**Problem**
Tally the lines of the records below that contain the string "window". Give only the number.

Entries from a point annotation set:
--- START ---
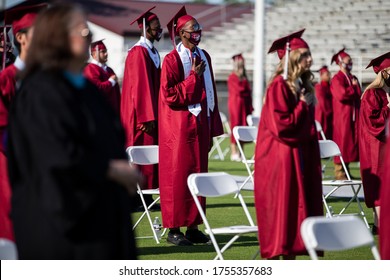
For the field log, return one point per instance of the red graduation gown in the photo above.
(239, 101)
(141, 83)
(323, 109)
(287, 175)
(7, 91)
(184, 140)
(384, 223)
(346, 103)
(98, 76)
(373, 115)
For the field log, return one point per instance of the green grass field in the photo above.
(227, 210)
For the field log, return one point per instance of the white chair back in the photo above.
(342, 233)
(8, 250)
(245, 133)
(143, 155)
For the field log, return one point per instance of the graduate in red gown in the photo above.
(22, 20)
(239, 100)
(103, 76)
(141, 83)
(374, 113)
(287, 175)
(188, 119)
(384, 219)
(346, 92)
(323, 109)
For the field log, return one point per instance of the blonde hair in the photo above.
(379, 82)
(294, 72)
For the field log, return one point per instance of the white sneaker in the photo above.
(235, 157)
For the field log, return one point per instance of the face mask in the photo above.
(159, 34)
(347, 66)
(195, 37)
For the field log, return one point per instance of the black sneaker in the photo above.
(196, 236)
(178, 239)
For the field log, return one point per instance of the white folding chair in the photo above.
(145, 155)
(253, 120)
(342, 233)
(217, 141)
(246, 134)
(215, 185)
(8, 250)
(319, 129)
(329, 149)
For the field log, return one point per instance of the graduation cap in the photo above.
(380, 63)
(173, 26)
(237, 57)
(22, 17)
(98, 45)
(145, 18)
(286, 44)
(323, 69)
(339, 56)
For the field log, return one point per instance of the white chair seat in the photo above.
(341, 182)
(151, 192)
(216, 185)
(234, 230)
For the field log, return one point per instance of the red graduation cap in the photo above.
(146, 17)
(286, 44)
(173, 24)
(323, 69)
(380, 63)
(98, 45)
(339, 56)
(292, 41)
(22, 17)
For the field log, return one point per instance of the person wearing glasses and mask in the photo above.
(102, 75)
(288, 186)
(141, 83)
(346, 91)
(188, 120)
(22, 21)
(374, 114)
(68, 168)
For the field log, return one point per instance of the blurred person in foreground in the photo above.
(288, 186)
(22, 21)
(68, 170)
(374, 114)
(323, 108)
(239, 100)
(384, 218)
(346, 92)
(102, 76)
(188, 120)
(139, 106)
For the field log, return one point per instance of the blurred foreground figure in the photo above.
(239, 100)
(22, 20)
(323, 108)
(346, 93)
(67, 164)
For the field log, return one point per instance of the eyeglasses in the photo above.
(85, 33)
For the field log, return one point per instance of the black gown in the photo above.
(61, 140)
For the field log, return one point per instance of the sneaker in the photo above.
(178, 239)
(196, 236)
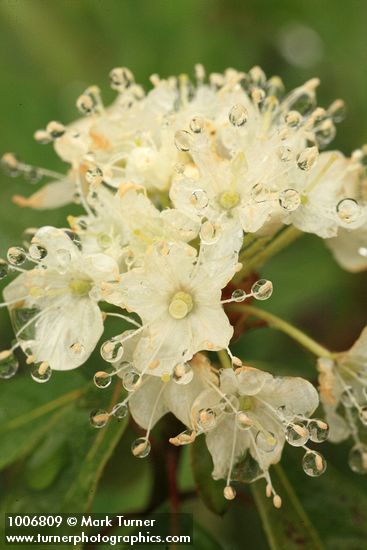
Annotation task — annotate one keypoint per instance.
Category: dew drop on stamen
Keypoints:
(182, 140)
(197, 124)
(94, 176)
(16, 255)
(262, 289)
(98, 418)
(296, 434)
(41, 372)
(238, 115)
(266, 441)
(183, 373)
(112, 350)
(238, 295)
(8, 364)
(131, 380)
(4, 269)
(289, 199)
(348, 210)
(199, 198)
(120, 410)
(37, 252)
(206, 419)
(357, 459)
(229, 492)
(318, 429)
(313, 464)
(102, 379)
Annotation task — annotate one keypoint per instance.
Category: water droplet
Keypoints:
(307, 158)
(262, 289)
(197, 124)
(228, 404)
(102, 379)
(120, 410)
(131, 380)
(238, 115)
(318, 429)
(98, 418)
(244, 421)
(347, 398)
(209, 232)
(4, 269)
(8, 364)
(289, 199)
(16, 255)
(265, 441)
(313, 464)
(182, 140)
(94, 176)
(206, 419)
(348, 210)
(37, 252)
(141, 447)
(112, 350)
(199, 198)
(357, 459)
(229, 492)
(362, 412)
(239, 295)
(284, 153)
(121, 78)
(297, 434)
(41, 372)
(183, 373)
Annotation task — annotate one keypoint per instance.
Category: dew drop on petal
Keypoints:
(206, 419)
(348, 210)
(182, 140)
(120, 410)
(313, 464)
(98, 418)
(183, 373)
(16, 255)
(41, 372)
(141, 447)
(318, 429)
(289, 199)
(8, 364)
(357, 459)
(102, 379)
(238, 295)
(199, 199)
(296, 434)
(265, 441)
(238, 115)
(262, 289)
(112, 350)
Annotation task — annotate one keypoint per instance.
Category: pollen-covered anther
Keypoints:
(180, 306)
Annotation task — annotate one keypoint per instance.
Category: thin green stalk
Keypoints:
(275, 322)
(282, 240)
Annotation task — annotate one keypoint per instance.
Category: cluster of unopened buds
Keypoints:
(186, 190)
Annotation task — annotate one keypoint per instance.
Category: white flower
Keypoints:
(54, 306)
(343, 385)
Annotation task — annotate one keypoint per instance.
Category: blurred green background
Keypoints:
(51, 50)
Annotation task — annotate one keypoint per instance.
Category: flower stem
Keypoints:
(283, 239)
(275, 322)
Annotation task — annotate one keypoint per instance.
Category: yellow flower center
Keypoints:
(80, 287)
(229, 199)
(180, 305)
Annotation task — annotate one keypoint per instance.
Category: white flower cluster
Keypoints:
(177, 185)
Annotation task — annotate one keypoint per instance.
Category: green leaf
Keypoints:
(289, 527)
(210, 491)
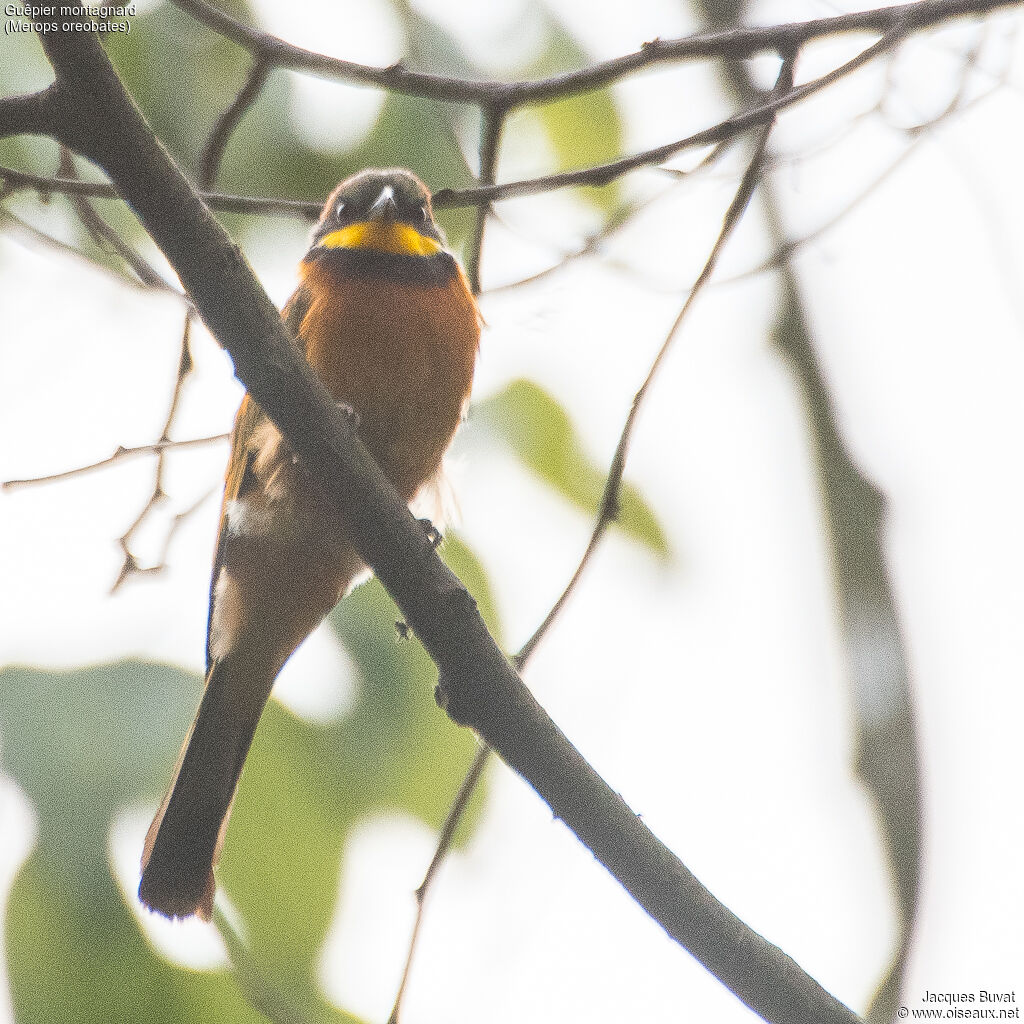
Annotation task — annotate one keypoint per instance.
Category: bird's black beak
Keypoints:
(384, 207)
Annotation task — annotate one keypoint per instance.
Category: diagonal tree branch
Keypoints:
(93, 115)
(733, 44)
(220, 134)
(607, 511)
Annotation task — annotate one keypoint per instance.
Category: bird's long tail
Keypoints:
(184, 840)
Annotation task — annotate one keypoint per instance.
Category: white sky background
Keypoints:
(711, 693)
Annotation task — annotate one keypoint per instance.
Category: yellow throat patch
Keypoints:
(383, 238)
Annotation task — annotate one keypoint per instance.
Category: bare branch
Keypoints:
(29, 114)
(22, 180)
(607, 513)
(119, 455)
(476, 684)
(107, 238)
(492, 120)
(601, 174)
(734, 44)
(220, 134)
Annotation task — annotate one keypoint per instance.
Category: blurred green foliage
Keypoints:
(531, 425)
(84, 744)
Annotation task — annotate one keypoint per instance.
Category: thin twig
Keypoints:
(607, 513)
(444, 838)
(598, 174)
(734, 43)
(601, 174)
(476, 685)
(216, 143)
(130, 565)
(119, 455)
(615, 221)
(105, 237)
(492, 122)
(48, 241)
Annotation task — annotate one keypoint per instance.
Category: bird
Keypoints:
(385, 316)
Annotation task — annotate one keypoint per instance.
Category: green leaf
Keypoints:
(584, 130)
(84, 743)
(531, 424)
(81, 744)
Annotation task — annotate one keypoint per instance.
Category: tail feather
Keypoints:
(183, 843)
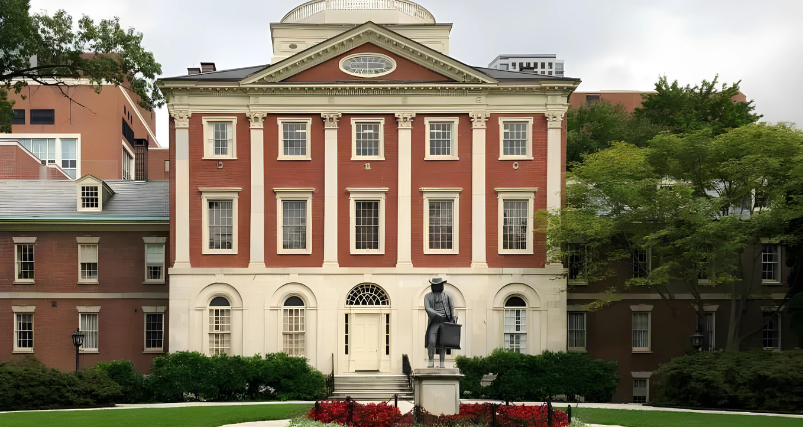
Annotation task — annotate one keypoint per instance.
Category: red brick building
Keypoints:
(86, 254)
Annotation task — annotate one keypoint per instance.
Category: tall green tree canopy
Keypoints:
(701, 203)
(101, 53)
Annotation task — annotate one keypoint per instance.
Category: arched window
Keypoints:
(293, 328)
(219, 326)
(516, 324)
(367, 294)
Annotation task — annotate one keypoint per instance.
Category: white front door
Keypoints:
(364, 337)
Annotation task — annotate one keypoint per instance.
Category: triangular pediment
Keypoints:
(418, 62)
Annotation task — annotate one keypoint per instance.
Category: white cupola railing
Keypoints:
(312, 7)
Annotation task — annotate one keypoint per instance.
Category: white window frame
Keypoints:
(432, 194)
(518, 194)
(146, 310)
(209, 149)
(88, 241)
(372, 195)
(22, 310)
(58, 137)
(155, 241)
(221, 194)
(354, 122)
(281, 121)
(23, 241)
(529, 155)
(585, 331)
(642, 309)
(89, 310)
(287, 195)
(454, 121)
(129, 162)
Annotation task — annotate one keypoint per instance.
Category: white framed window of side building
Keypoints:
(220, 220)
(293, 220)
(88, 323)
(88, 259)
(24, 259)
(441, 220)
(441, 138)
(515, 138)
(154, 329)
(367, 139)
(23, 328)
(294, 139)
(154, 259)
(515, 226)
(367, 220)
(641, 327)
(577, 331)
(128, 163)
(220, 137)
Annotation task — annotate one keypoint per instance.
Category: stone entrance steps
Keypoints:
(372, 387)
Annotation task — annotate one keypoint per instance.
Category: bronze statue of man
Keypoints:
(440, 309)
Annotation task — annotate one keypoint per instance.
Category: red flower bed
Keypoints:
(384, 415)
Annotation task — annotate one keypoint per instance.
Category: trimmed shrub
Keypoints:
(756, 380)
(524, 377)
(28, 384)
(185, 375)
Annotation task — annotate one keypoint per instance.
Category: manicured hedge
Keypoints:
(29, 384)
(193, 376)
(524, 377)
(757, 379)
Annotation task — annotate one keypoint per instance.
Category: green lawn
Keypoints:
(198, 416)
(631, 418)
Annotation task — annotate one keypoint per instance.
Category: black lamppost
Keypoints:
(77, 341)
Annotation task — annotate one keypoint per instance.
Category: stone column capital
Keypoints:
(256, 118)
(405, 120)
(181, 117)
(330, 120)
(555, 119)
(478, 119)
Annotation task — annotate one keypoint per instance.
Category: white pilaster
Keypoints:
(554, 164)
(404, 257)
(256, 119)
(182, 208)
(478, 231)
(330, 121)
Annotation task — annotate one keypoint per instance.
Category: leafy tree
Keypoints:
(686, 108)
(701, 203)
(50, 51)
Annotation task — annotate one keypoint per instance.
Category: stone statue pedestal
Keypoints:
(437, 390)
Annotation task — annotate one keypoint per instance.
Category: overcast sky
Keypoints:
(610, 45)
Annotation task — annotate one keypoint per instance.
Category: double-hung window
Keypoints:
(367, 219)
(577, 331)
(24, 259)
(515, 229)
(441, 138)
(515, 138)
(220, 139)
(87, 259)
(368, 140)
(154, 259)
(294, 137)
(641, 325)
(220, 220)
(88, 324)
(294, 220)
(23, 329)
(441, 220)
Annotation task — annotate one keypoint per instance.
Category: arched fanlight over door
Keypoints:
(367, 294)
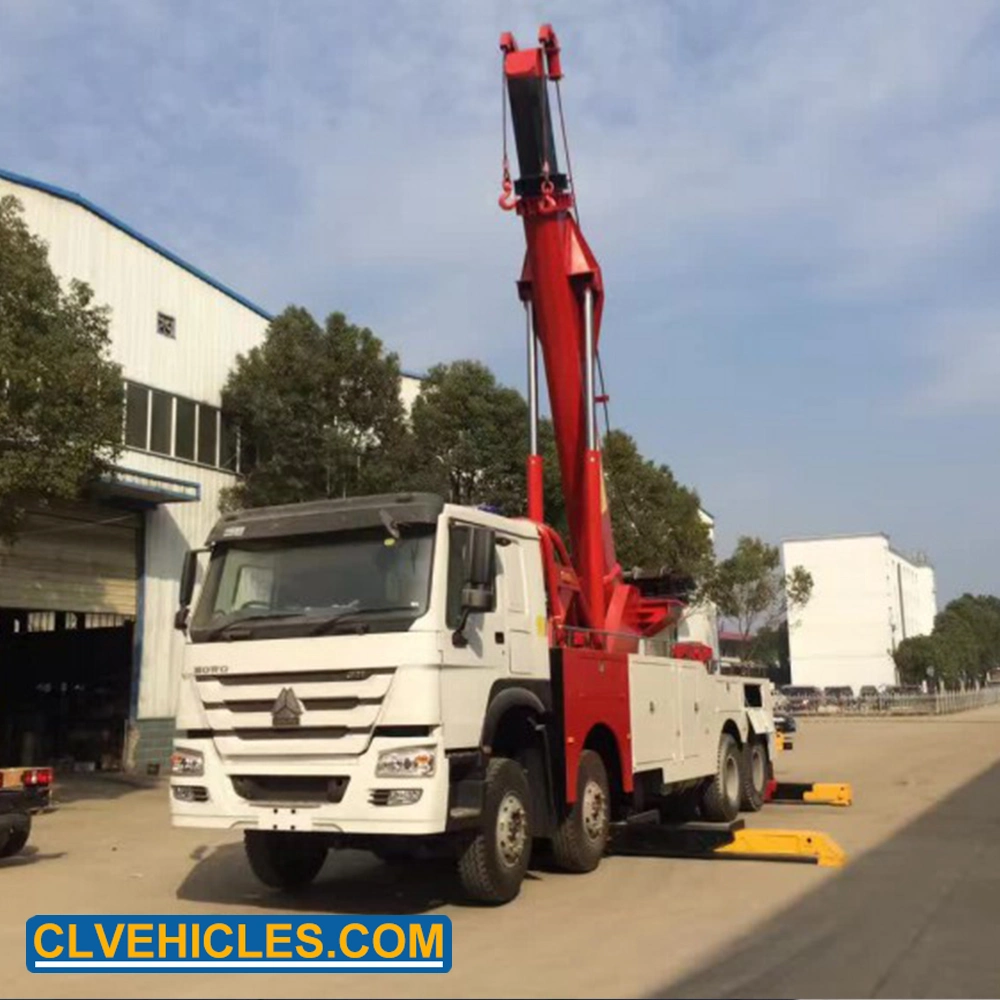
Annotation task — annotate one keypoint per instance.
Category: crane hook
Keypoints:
(507, 200)
(548, 203)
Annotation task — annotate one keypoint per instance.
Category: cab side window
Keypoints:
(458, 547)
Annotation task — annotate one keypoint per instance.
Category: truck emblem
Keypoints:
(286, 710)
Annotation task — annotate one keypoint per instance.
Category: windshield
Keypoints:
(301, 583)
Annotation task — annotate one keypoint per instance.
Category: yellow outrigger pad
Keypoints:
(729, 841)
(809, 846)
(813, 793)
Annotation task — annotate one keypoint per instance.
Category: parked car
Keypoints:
(842, 695)
(24, 791)
(802, 698)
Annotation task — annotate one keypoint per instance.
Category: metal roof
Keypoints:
(84, 203)
(87, 205)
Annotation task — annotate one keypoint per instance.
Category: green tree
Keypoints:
(470, 438)
(318, 409)
(751, 590)
(921, 658)
(61, 398)
(960, 648)
(657, 521)
(982, 614)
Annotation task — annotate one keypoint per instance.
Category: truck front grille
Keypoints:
(290, 788)
(275, 713)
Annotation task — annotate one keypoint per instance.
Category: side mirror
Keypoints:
(480, 577)
(480, 561)
(189, 573)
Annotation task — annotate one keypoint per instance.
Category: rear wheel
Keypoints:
(493, 865)
(754, 775)
(284, 860)
(720, 800)
(19, 832)
(582, 837)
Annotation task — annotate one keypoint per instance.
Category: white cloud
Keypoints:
(961, 362)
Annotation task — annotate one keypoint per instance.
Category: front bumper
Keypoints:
(359, 810)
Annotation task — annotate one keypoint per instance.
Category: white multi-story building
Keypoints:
(867, 598)
(89, 658)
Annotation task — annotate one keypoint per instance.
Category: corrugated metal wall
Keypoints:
(210, 328)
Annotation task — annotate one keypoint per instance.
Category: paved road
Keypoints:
(914, 913)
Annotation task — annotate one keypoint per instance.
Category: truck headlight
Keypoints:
(187, 763)
(406, 762)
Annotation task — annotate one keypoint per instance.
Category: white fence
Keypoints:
(942, 703)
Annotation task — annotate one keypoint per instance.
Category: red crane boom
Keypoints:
(563, 292)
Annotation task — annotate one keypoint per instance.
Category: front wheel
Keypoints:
(493, 865)
(755, 773)
(284, 860)
(582, 837)
(17, 837)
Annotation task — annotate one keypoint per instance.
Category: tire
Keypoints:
(720, 799)
(17, 836)
(284, 860)
(493, 865)
(754, 775)
(582, 837)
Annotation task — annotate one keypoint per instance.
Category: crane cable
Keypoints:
(569, 164)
--- END ---
**Answer below**
5